Here is some sound advice taken from the Opus Dei website on making the best use of your time if you are currently quarantined:

In recent weeks, the advance of COVID-19 has led many regions of the world to take measures to try to curb the number of infections and avoid saturating health systems. Whether you are in a hospital bed, in self-isolation at home by quarantine or for prevention, teleworking from home or “tele-schooling”, caring for children or grandchildren, or facing economic uncertainty, it is easy to become pessimistic and anxious, or even obsessive about knowing the latest updates.

Nevertheless, this time of apparent inaction is also an opportunity to live out one’s civic duties with responsibility, make good use of one’s time and be united in solidarity to those who are more seriously affected through prayer, keeping in mind healthcare workers, government officials, and other people and institutions that are working hard to reverse the situation.

As an institution within the Church, Opus Dei seeks to help ordinary people find God in their daily circumstances: work, family, friendship… The situation we are experiencing is not exactly ordinary or habitual, but Saint Josemaría taught us to see God’s loving hand behind everything, because even tragedies can bring about something good.

Lessons from History

In April 1937, Saint Josemaría went through a similar experience of isolation, although it was even more dramatic. With the outbreak of the Spanish Civil War, he was forced to take refuge in the Legation of Honduras in Madrid. He stayed in that house with this brother Santiago and four young members of Opus Dei for four long months, sharing a single bathroom and several mats spread over very few square metres, and almost a hundred people…

One of those present, Eduardo Alastrué, describes the atmosphere: “Some people spent the time ruminating silently about their discouragement and misery; others sought relief in commenting bitterly on both present and past experiences; others lamented incessantly about their family problems, their lost careers or businesses, or their uncertain and threatened futures. These feelings were mixed with the fear aroused by past suffering and persecution, fear that made the world outside our asylum seem completely uninhabitable. In some cases, hatred of adversaries was connected to this fear, hatred that couldn’t be acted on for the moment, but which hoped to satisfy itself one day in a rematch.”

In contrast, the atmosphere that Saint Josemaría created around himself was positive and hopeful. To keep the day well occupied, he established a schedule that included moments for talking with God, study, learning languages and spending time together as a family.

“My life is so monotonous now!” remarked St. Josemaría during a meditation preached in July to those who were with him during those days. “How can I bring God’s gifts to fruition in this forced retreat? Don’t forget that you can be like a snow-capped volcano (…). On the outside, yes, the ice of monotony and darkness might cover you; outwardly you appear trapped. But inside, the fire will not stop burning within you, nor will you tire of making up for your lack of external action with a very intense internal one…”

And in a letter written a year later to those of Opus Dei who were dispersed throughout Spain by the conflict, he suggested another way to do it: by taking care of one’s “interior life”.

In his book The Way, St Josemaría described this experience in what he writes in point 294:

“The plants lay hidden under the snow. And the farmer, the owner of the land, observed with satisfaction: ‘Now they are growing on the inside.’

I thought of you: of your forced inactivity… Tell me: are you too growing ‘on the inside’?”

▶ _SUPPLIED RECORDS_
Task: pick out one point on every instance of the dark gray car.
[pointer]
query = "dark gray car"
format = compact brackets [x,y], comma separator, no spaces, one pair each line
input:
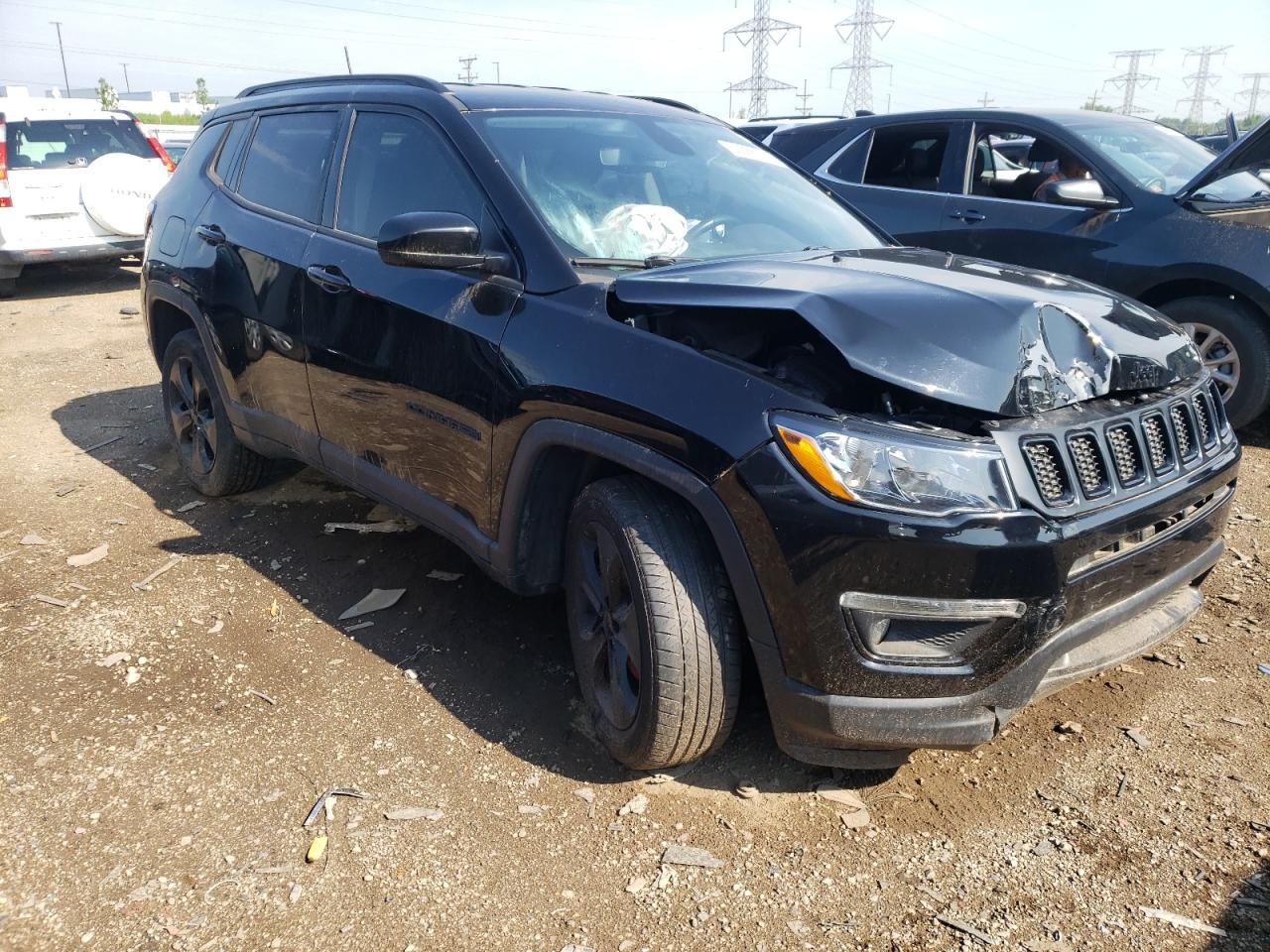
[1156,216]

▶ _ABOUT THIS TASK_
Rewrite the passage of the quarantine advice text starting at "In recent weeks, the" and ending at "the latest updates.", switching "pessimistic" to "gloomy".

▶ _REPLY_
In recent weeks, the advance of COVID-19 has led many regions of the world to take measures to try to curb the number of infections and avoid saturating health systems. Whether you are in a hospital bed, in self-isolation at home by quarantine or for prevention, teleworking from home or “tele-schooling”, caring for children or grandchildren, or facing economic uncertainty, it is easy to become gloomy and anxious, or even obsessive about knowing the latest updates.